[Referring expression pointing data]

----------

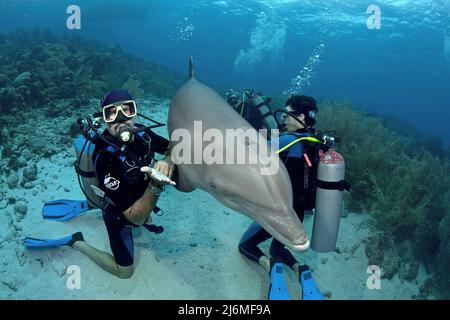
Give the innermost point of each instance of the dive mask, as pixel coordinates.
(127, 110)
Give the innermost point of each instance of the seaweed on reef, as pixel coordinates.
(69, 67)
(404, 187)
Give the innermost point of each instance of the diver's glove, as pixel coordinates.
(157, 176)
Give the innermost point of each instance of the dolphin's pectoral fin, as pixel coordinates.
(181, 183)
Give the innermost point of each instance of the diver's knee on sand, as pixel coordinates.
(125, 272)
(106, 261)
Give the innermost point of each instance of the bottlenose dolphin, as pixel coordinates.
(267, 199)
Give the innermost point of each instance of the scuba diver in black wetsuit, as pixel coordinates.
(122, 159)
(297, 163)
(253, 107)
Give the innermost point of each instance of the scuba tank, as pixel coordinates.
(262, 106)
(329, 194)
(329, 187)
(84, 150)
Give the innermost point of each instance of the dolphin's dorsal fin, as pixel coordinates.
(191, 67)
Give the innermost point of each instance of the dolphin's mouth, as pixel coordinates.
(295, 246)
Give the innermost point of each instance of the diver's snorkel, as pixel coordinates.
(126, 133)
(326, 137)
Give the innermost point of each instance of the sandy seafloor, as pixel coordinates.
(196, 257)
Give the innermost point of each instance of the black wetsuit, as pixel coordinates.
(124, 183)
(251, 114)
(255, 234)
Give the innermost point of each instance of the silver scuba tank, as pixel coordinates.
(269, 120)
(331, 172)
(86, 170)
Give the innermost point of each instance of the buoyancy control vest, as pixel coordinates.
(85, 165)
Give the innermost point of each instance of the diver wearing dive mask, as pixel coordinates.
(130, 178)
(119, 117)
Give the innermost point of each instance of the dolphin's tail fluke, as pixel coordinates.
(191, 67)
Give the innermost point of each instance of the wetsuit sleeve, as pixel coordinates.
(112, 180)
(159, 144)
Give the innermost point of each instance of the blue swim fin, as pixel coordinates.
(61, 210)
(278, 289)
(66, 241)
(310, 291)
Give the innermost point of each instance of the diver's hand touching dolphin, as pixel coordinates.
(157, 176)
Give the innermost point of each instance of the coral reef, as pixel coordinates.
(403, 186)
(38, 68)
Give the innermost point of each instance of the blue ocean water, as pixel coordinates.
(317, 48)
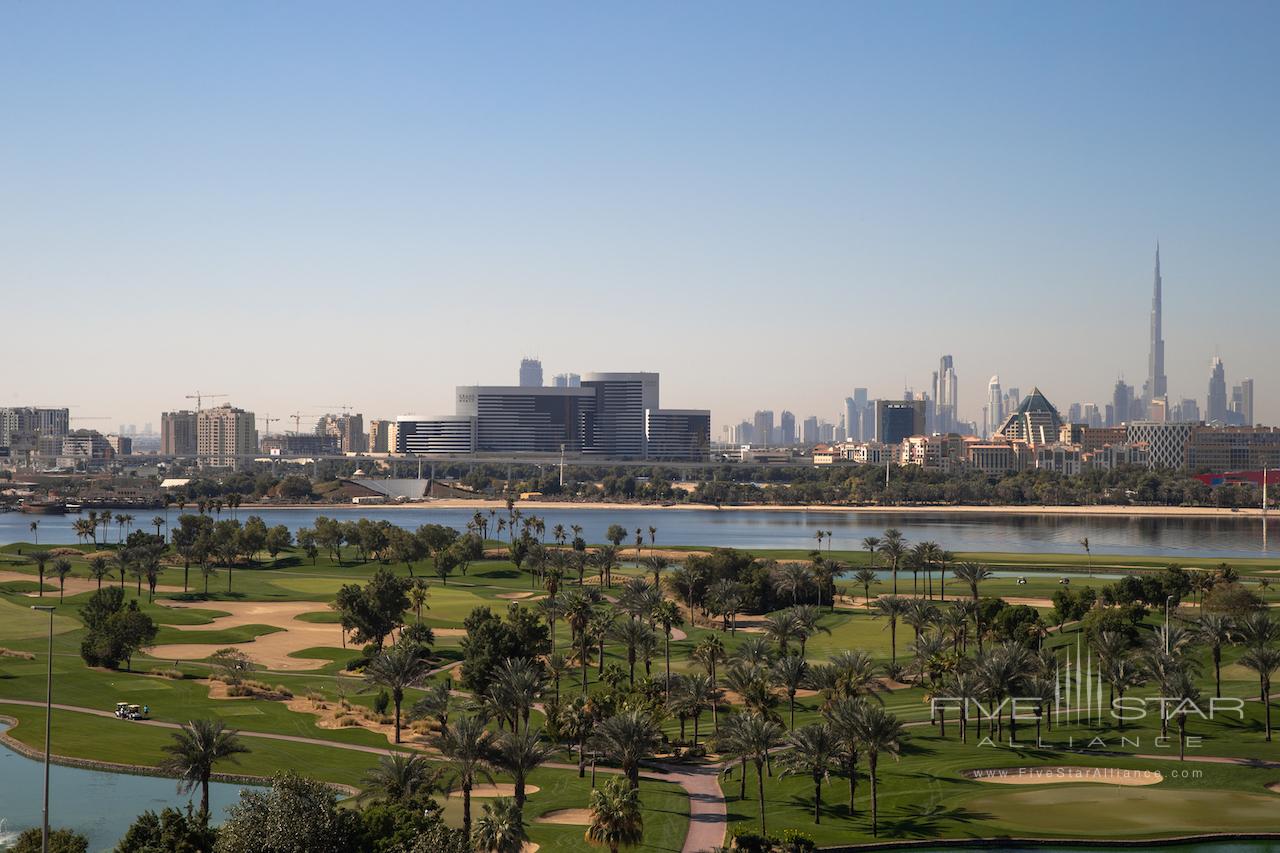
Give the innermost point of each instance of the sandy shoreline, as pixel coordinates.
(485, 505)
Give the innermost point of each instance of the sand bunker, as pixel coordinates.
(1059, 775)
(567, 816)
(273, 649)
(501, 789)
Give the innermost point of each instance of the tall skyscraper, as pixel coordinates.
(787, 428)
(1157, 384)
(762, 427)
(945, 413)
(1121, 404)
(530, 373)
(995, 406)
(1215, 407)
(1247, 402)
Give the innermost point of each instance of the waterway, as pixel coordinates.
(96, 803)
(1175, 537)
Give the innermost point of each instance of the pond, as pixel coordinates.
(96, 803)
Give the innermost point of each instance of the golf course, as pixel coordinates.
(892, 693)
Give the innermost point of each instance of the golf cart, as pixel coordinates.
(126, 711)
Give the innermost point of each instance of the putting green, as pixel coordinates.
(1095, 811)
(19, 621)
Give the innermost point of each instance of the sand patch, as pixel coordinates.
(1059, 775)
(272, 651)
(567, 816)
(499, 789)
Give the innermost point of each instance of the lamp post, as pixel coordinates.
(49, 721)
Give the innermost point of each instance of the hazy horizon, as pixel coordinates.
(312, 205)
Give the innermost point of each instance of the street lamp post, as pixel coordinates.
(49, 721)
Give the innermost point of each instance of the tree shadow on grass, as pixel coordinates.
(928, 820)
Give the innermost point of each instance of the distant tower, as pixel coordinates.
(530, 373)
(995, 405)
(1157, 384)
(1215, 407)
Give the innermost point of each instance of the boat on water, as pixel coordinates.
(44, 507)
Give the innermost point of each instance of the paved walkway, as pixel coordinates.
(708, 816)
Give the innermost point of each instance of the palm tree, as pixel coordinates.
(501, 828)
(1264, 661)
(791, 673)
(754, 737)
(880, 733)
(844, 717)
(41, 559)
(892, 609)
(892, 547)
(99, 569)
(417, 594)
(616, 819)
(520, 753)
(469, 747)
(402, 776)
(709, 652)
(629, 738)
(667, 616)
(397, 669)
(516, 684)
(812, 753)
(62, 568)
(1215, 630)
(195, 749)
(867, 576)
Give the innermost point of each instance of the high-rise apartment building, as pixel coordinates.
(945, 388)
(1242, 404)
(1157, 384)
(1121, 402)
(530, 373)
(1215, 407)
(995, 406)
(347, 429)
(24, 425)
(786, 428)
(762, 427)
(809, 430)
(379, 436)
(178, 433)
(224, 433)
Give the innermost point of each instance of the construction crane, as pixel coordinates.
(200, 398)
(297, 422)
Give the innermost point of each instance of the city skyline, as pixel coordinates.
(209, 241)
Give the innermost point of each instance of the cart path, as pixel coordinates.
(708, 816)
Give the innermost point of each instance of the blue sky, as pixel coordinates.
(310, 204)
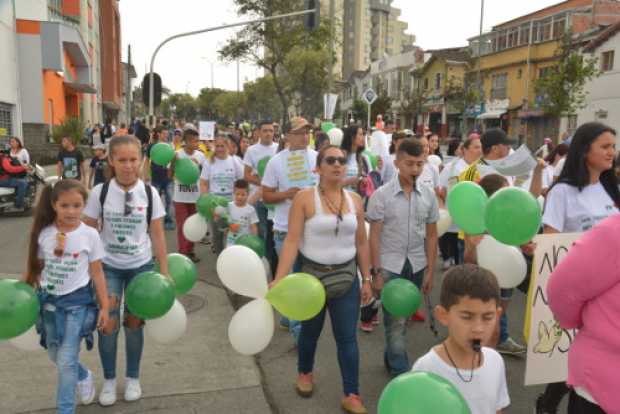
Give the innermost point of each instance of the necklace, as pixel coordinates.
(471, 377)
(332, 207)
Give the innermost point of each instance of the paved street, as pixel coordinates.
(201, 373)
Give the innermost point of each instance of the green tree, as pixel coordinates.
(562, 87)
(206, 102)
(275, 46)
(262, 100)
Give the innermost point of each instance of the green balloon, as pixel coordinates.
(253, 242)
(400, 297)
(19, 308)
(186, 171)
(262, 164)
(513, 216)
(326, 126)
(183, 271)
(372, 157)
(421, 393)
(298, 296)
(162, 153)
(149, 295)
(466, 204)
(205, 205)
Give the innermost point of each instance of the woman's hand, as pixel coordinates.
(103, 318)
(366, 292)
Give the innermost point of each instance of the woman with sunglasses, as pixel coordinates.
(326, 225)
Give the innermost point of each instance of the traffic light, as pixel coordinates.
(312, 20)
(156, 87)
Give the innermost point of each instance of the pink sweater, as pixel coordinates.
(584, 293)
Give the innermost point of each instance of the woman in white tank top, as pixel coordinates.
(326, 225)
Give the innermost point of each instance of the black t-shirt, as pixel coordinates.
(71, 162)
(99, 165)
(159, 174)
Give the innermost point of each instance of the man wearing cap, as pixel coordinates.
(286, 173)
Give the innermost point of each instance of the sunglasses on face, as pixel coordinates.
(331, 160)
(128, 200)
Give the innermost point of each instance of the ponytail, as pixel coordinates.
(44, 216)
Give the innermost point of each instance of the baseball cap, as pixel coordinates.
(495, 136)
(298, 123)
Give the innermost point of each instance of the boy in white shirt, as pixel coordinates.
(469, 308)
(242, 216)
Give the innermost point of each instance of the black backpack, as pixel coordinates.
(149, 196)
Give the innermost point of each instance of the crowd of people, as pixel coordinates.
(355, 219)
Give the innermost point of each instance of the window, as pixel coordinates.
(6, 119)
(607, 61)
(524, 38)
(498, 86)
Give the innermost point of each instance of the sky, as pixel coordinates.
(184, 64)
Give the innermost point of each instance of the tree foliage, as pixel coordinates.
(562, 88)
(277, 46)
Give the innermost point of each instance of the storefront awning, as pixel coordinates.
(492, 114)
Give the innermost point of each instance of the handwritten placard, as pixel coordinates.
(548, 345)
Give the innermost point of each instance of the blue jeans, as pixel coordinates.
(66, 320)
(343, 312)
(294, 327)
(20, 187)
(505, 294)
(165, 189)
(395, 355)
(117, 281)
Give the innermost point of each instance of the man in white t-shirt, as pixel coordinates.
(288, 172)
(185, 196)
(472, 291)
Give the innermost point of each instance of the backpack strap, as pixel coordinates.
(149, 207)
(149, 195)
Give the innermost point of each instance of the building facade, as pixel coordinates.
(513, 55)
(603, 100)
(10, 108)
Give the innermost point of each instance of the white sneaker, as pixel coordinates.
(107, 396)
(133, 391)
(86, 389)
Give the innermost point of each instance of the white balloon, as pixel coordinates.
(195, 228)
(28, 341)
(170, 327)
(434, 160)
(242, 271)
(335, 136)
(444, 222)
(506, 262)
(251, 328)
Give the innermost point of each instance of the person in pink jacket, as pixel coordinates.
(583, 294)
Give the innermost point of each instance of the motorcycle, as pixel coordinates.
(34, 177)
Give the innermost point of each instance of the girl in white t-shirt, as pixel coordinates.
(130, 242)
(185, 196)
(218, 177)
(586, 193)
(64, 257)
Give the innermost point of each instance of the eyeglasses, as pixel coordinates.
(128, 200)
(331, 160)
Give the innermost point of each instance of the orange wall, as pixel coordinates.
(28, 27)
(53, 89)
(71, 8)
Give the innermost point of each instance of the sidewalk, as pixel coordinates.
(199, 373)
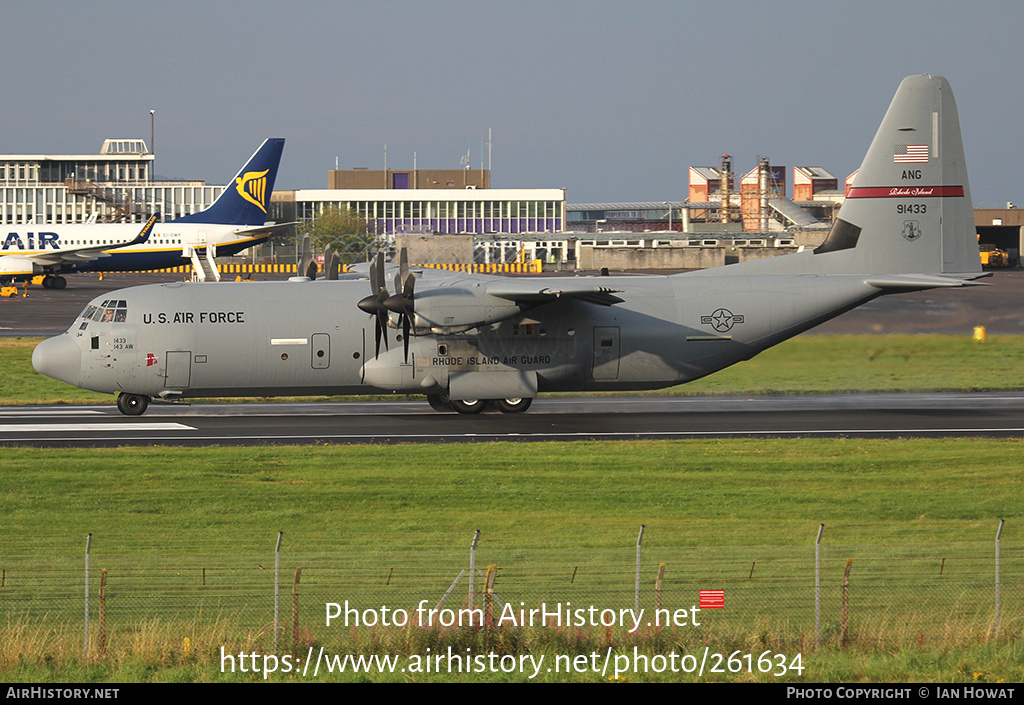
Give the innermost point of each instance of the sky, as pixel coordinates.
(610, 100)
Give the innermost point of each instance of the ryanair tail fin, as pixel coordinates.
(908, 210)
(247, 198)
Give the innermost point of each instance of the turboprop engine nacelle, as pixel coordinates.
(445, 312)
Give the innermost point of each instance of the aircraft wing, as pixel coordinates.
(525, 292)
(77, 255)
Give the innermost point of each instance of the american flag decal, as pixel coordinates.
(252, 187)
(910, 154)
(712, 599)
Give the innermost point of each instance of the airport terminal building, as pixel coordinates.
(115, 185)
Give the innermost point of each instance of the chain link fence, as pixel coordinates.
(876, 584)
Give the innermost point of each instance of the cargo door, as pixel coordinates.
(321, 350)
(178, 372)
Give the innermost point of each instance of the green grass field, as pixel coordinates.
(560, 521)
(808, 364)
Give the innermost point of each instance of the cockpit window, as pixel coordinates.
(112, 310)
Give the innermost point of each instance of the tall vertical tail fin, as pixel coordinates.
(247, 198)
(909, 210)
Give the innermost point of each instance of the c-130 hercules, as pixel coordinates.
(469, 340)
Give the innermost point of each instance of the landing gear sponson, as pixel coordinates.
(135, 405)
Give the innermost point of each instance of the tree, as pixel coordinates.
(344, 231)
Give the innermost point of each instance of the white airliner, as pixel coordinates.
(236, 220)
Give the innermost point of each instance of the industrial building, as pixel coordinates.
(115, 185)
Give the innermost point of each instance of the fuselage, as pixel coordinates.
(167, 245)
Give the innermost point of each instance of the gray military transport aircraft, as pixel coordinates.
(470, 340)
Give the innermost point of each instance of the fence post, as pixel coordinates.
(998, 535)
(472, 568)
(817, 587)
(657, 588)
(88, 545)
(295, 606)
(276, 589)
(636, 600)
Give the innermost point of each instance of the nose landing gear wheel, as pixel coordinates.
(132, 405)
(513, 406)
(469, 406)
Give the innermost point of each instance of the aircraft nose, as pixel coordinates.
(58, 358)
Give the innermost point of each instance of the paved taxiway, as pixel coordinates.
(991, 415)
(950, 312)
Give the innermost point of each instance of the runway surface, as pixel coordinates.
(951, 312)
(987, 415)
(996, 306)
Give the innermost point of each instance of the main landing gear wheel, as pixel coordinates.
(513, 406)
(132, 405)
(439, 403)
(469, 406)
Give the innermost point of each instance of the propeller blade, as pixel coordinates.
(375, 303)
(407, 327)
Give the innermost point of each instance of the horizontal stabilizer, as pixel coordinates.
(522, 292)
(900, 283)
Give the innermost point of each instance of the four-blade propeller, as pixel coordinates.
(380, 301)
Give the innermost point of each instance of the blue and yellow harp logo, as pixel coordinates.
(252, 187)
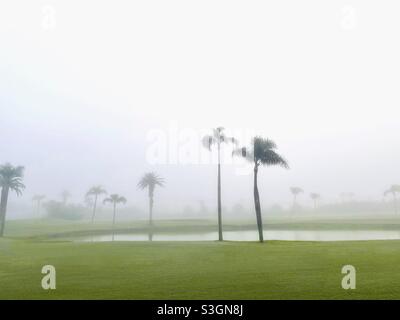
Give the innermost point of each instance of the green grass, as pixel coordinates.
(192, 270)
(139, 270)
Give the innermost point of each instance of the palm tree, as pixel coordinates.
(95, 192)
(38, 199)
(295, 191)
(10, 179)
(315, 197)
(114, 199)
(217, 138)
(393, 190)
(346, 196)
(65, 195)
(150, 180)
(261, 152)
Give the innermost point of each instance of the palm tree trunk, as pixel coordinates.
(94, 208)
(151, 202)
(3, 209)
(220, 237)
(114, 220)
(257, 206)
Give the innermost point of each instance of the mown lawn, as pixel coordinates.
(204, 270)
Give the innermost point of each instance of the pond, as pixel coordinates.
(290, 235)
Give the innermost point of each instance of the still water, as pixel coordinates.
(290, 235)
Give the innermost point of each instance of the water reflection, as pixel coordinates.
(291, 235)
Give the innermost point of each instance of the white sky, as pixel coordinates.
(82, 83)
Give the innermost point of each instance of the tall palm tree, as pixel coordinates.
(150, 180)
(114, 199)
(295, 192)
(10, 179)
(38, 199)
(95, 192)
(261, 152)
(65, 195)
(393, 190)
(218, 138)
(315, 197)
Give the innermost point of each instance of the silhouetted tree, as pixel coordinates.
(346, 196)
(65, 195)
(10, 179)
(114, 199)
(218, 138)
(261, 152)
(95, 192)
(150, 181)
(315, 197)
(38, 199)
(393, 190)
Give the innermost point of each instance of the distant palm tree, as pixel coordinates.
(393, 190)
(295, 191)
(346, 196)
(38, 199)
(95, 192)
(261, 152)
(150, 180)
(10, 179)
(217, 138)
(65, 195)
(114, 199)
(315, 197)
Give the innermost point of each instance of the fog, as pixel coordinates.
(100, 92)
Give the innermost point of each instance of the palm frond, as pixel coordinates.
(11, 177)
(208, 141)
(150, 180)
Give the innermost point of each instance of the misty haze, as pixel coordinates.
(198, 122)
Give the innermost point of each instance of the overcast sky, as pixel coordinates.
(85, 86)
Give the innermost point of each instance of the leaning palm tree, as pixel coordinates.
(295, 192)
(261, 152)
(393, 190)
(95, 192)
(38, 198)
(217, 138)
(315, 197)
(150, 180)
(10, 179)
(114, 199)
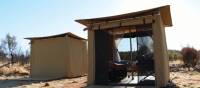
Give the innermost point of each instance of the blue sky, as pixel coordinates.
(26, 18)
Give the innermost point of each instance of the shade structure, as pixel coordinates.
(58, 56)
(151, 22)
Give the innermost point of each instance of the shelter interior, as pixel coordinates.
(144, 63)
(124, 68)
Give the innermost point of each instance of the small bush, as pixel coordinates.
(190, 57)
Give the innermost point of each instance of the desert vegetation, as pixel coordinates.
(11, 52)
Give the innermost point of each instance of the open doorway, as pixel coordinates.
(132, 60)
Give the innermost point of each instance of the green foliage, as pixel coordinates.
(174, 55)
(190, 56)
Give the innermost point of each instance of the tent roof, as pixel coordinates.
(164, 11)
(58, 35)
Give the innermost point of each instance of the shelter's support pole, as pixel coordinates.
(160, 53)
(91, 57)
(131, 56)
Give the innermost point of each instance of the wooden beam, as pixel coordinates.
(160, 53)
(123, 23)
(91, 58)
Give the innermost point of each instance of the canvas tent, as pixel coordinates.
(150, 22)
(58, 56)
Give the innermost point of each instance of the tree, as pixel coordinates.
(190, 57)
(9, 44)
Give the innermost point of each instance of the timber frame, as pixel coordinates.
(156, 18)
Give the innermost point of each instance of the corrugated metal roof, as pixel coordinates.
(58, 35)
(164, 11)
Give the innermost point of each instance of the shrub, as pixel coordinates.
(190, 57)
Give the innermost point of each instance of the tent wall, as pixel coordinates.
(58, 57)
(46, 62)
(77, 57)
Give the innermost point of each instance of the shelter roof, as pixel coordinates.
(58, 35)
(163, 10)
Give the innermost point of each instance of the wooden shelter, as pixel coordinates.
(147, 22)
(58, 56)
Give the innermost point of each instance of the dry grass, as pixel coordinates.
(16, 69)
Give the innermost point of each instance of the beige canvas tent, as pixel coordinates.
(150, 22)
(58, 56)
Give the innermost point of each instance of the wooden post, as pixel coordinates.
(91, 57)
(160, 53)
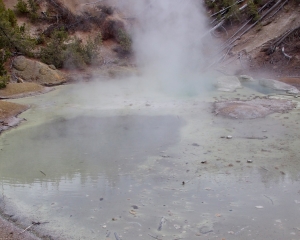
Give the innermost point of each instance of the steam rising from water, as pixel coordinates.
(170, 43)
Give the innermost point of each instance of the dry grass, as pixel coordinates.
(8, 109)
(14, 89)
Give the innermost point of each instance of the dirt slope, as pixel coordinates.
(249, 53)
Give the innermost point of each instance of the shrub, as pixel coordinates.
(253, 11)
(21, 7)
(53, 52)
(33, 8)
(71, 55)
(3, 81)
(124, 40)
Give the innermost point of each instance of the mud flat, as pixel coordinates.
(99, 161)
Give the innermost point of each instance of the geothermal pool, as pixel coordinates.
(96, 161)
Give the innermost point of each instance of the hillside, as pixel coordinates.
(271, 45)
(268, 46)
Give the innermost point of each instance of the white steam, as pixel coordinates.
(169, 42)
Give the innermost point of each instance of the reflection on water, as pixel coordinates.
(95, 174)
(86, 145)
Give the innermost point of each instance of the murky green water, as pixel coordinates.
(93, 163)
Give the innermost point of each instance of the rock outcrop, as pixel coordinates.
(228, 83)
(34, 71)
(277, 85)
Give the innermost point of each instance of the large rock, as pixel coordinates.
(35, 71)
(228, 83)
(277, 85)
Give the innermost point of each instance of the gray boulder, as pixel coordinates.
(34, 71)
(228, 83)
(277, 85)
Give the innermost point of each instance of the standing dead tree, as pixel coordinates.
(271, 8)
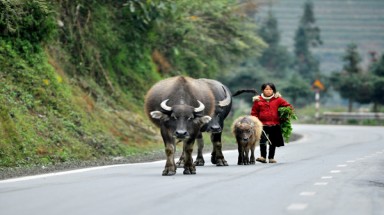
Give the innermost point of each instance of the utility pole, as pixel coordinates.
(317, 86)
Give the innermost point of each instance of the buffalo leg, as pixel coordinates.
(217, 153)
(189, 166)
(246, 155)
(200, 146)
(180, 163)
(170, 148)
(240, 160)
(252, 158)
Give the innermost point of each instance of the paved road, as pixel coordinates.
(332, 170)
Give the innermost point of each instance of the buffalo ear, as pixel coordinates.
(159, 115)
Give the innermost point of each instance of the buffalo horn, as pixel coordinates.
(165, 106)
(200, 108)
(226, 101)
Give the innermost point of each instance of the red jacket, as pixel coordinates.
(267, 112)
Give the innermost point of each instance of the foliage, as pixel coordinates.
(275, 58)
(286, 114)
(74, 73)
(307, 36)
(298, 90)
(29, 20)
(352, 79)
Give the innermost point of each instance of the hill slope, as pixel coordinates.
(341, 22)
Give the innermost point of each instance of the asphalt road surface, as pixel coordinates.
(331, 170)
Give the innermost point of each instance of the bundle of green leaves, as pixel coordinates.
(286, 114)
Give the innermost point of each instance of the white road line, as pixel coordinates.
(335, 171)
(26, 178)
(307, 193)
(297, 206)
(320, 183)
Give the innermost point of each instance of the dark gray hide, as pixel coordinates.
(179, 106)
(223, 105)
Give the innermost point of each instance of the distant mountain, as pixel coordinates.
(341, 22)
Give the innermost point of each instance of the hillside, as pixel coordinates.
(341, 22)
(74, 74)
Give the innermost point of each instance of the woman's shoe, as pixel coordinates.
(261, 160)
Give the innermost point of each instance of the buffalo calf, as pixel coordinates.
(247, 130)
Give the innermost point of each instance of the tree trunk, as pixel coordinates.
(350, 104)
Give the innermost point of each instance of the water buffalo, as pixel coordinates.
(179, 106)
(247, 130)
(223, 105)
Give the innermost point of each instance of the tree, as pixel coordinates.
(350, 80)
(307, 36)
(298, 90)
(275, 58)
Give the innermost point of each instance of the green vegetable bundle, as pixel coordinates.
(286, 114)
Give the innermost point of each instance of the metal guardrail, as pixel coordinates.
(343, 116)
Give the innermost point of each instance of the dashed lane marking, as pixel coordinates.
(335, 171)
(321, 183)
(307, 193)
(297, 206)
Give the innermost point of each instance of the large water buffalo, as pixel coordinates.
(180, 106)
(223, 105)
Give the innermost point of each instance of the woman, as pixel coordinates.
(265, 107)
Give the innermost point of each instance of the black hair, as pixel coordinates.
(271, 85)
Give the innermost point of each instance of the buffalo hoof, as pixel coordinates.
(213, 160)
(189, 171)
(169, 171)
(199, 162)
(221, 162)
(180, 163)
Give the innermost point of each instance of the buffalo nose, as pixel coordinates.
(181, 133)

----------

[Aim of the exercise] Output nothing but the lines from the one containing "hoof, as pixel coordinates." through the last line of the data, exactly as they stand.

[Exercise output]
Give the innermost point of each instance of the buffalo hoof, as pixel coordinates.
(213, 160)
(189, 171)
(169, 171)
(199, 162)
(221, 162)
(180, 163)
Give the innermost point of each instance of the buffalo nose, as pixel coordinates.
(181, 133)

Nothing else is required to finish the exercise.